Excerpt to read.
┌────────

The problem is that, today, there is little attempt to go beneath the compulsive “drives” of sexuality, as Freud called them. Our culture simply accepts them as given, to be accepted, and indulged.

One late-night TV programme, I happened to chance upon, was set-up as an exploration of sexual desire and experimentation, with so-called sex-experts to provide practical guidance.

Two young women stand out to me from among the participants, in terms of their obvious damage and vulnerability.

One had been accused by her boyfriend of being a “sex addict”, because of her frequent masturbation.

The advisor tried to get her to accept that her sexual appetite was normal.

But, this person had also undergone several cosmetic surgeries, to attain the “rounded” figure she thought more womanly.

No comment was made about this.

Nor any suggestion that she should examine her self-image and how this might affect her sexual compulsion.

No deeper investigation; just a total surface acceptance of what she presented. The other example, was a woman who wanted to try “pegging”, that is penetrating a male partner with a strap-on dildo.

The expert, however, had already asked her about her previous sexual experiences. In reply, she’d mentioned that she’d been “slapped”, “punched”, and “spat on”.

It appeared that pegging was the next on her list of demeaning sexual practices; perhaps to get even with men?

But, again, no questions were asked to discover what psychological wound this desire represented; merely a superficial concern with whatever she wanted, at that moment.

There was no delving into trauma. Nor was any counselling offered.

As Freud pointed out, however, we often do not know why we do what we do, especially in the realm of the sexual.

└────────

Goal.
Rewrite the stretch of the commentary from "One late-night TV" through "made about this.", changing "advisor" to "counselor". You can set aside the lines that come after this commentary.

Excerpted records.
┌────────

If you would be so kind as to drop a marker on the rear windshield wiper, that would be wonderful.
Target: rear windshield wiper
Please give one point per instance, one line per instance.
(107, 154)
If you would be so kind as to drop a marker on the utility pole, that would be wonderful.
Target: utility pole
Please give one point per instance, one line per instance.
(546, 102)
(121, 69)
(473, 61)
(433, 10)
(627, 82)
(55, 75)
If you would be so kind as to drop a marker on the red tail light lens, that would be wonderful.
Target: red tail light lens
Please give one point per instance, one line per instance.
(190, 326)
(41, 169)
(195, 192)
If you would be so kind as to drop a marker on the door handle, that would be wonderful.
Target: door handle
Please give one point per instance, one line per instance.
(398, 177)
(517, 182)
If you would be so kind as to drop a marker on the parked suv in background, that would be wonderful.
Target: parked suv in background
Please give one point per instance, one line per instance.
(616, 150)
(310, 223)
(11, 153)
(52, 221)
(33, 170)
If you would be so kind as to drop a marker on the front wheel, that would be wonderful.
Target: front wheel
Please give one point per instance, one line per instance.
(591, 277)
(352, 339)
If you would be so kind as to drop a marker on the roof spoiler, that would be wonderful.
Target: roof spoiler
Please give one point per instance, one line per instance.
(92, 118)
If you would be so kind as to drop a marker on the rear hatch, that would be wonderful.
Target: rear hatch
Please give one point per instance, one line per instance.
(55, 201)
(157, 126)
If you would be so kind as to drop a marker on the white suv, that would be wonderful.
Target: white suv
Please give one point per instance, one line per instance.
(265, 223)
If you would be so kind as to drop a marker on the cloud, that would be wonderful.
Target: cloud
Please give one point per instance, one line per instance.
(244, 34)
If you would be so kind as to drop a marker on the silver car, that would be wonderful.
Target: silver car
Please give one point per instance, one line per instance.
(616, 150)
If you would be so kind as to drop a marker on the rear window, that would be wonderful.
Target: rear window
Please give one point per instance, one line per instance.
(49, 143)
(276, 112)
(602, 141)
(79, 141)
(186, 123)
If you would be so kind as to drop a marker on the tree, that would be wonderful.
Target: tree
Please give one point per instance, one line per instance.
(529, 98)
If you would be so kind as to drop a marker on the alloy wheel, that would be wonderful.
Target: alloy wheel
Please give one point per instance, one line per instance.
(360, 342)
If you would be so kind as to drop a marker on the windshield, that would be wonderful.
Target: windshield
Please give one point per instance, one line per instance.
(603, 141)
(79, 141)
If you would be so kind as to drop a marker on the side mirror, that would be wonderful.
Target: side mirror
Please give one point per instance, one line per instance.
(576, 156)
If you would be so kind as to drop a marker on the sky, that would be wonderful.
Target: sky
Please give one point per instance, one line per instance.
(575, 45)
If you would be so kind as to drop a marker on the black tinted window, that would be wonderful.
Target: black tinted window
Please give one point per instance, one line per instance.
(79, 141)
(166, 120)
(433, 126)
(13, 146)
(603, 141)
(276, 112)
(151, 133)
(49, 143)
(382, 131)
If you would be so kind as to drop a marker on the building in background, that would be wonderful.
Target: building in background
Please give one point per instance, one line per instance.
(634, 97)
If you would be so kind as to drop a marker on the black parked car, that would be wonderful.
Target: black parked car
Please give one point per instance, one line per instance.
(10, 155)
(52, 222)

└────────

Exercise result.
One late-night TV programme, I happened to chance upon, was set-up as an exploration of sexual desire and experimentation, with so-called sex-experts to provide practical guidance.

Two young women stand out to me from among the participants, in terms of their obvious damage and vulnerability.

One had been accused by her boyfriend of being a “sex addict”, because of her frequent masturbation.

The counselor tried to get her to accept that her sexual appetite was normal.

But, this person had also undergone several cosmetic surgeries, to attain the “rounded” figure she thought more womanly.

No comment was made about this.